**Page extract**
— START —
CAIRO, Egypt His Twitter profile simply reads: "I revolted and overthrew a dictator." In person Mosa'ab Elshamy, now 21, is soft-spoken, thoughtful, articulate. And an Egyptian revolutionary.
He reminisces about the first day of the revolution:
"I remember there being just 50 or 100 people hanging around with police presence all over, closing off roads. Some people holding flags, me and my brother, people just standing around staying away from the police. I remember wondering, is this it?
"I checked Twitter and there was supposed to be a march coming from somewhere nearby. Then, you could see from so far away, thousands and thousands of people with flags. And it was kind of a foggy day; it was just a bit dramatic to find all these people coming out of the fog. And the rest was history."
The "Arab Spring" was coined in the early months of 2011, when youthful revolutionaries won over Western hearts and minds by using social media, courage and popular anger to break the edifices of fear that kept their respective autocratic rulers in power. The youthful revolutionaries who initiated the protests, like Elshamy, argued for the universal values of freedom, tolerance and transparent governance. They demanded change and looked like underdogs in the process of achieving the unthinkable.
Now, nearly two years later, the same countries that inspired so much hope in the human spirit are again in the news, but as theaters of violent protests overwhelming vulnerable state institutions.
An Internet video, designed to incite hatred and malice, succeeded in highlighting the political weaknesses and excruciatingly slow pace of reform that are the responsibility of the elected caretakers of Egypt's revolution. The protests and storming of the American embassy took place amid raging street battles with security forces that drew a stark contrast to the 18 days of early 2011.
— END —
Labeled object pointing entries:
— START —
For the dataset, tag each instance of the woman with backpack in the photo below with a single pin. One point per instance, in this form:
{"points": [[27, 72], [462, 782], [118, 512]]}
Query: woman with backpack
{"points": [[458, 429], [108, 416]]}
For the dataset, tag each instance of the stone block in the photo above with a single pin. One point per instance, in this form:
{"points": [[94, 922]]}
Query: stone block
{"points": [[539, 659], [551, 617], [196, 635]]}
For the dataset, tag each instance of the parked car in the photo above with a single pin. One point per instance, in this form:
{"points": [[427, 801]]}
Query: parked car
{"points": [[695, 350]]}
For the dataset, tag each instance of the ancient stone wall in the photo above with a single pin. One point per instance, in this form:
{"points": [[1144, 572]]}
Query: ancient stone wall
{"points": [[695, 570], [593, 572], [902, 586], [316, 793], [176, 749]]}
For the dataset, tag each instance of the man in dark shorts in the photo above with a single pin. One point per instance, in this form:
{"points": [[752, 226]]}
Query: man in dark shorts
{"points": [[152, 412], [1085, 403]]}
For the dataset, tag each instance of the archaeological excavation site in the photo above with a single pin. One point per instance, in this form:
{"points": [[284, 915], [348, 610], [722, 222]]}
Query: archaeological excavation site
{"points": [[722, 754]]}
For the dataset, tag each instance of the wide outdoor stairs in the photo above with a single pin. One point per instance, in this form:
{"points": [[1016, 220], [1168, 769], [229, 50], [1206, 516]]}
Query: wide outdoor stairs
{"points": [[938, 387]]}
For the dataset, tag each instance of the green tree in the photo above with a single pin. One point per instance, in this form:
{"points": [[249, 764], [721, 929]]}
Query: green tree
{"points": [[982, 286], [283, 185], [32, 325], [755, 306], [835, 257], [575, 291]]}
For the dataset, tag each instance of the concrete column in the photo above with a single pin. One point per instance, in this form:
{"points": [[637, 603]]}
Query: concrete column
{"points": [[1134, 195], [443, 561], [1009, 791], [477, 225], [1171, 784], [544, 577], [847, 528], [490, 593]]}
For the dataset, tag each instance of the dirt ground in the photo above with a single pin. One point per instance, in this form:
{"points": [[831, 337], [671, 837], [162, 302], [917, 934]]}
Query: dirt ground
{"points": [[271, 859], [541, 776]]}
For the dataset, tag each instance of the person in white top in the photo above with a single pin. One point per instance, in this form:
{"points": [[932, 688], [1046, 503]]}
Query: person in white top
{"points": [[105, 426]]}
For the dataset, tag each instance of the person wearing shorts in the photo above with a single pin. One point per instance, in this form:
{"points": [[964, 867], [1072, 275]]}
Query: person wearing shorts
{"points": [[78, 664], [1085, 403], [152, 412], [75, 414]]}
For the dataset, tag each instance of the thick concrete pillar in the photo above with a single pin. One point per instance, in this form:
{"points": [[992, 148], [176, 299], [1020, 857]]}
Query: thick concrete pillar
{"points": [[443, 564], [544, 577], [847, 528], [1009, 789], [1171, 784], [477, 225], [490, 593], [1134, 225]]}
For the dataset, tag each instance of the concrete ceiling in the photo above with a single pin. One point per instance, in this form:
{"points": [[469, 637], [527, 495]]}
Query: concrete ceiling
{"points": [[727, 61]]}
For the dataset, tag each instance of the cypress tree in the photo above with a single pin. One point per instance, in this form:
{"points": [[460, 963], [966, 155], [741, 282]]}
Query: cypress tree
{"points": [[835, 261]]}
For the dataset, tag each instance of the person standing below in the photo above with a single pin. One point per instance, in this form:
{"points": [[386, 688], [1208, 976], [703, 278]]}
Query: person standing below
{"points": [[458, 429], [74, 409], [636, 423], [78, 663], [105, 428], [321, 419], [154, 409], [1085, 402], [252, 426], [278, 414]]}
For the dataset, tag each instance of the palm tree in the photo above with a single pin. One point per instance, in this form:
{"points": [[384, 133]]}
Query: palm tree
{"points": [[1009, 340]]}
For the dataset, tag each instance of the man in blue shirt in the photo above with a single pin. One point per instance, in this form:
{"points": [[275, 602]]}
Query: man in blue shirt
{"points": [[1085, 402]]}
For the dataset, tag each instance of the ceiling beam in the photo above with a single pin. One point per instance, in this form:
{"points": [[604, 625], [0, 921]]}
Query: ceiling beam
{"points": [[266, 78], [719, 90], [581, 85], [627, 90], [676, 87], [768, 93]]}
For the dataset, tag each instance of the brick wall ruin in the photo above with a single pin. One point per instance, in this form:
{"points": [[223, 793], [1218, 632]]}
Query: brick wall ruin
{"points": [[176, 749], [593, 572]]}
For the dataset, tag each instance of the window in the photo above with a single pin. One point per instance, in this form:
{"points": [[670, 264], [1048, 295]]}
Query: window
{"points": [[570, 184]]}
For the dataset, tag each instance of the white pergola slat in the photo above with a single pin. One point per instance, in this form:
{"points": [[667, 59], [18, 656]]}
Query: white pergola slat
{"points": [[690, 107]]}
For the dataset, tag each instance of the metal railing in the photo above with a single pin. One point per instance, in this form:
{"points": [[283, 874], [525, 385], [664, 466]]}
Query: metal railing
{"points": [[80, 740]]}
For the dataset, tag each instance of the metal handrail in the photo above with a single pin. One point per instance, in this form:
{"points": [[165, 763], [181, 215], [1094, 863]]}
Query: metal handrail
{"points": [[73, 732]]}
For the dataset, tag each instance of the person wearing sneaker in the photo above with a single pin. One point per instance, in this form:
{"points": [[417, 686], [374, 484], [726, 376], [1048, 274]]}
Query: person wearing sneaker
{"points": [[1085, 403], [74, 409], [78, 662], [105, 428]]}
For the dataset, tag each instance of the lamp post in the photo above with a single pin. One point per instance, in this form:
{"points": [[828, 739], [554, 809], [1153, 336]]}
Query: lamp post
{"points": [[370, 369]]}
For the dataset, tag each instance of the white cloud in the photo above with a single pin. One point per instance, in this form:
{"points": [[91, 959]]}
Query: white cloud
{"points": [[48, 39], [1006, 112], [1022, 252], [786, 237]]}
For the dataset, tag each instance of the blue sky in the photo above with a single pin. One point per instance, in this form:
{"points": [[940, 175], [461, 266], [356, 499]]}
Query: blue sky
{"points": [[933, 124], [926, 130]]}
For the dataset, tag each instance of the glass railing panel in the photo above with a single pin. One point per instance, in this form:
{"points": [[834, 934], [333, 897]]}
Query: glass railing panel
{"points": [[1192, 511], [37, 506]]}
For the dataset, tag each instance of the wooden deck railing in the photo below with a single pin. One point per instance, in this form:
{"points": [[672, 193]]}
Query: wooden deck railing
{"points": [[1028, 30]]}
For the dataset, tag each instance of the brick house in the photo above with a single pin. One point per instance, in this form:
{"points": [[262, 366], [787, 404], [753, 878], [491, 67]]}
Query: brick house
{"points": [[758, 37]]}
— END —
**Task prompt**
Write what comes next in the article about Egypt's revolution and the Arab Spring, starting after its final sentence. The listing is unrelated to the article about Egypt's revolution.

**Result of the exercise**
The context is completely different. There is an elected president in power and the people are no longer raging against an unjust ruler. The crowds this month are smaller, rowdier and not representative of the greater Egyptian populace. Overall, the message is no longer one of optimism and positive change, rather a reactionary and vengeful denunciation of outside powers. Throughout all this, young people seem silent.
The questions that many are wondering: Where have the youths of the revolution gone and where is their message of optimism and the indomitability of the human spirit? Are they satisfied with the results of their revolution?
The attempt to answer those questions begins with a quote by Wael Ghonim. Ghonim, now 31, rose to prominence for his role in organizing the "We are all Khaled Said" Facebook group that inspired Elshamy and others to become more civically active in Egypt.
In an interview with Harry Smith on "60 Minutes," Ghonim compared the Egyptian revolution to Wikipedia, saying: "Everyone is contributing content, (but) you don't know the names of the people contributing the content."
Islam Lotfy, now 34, was one of those content providers. He jokes that he was one of the old men among revolutionaries, having had a history in civic engagement. He was also formerly in charge of the Muslim Brotherhood's student movement. At the beginning of the revolution, he was among a cadre of younger members of the Brotherhood who did not heed the calls of their elders. He took to the street as an individual, but wearing his affiliation on his sleeve.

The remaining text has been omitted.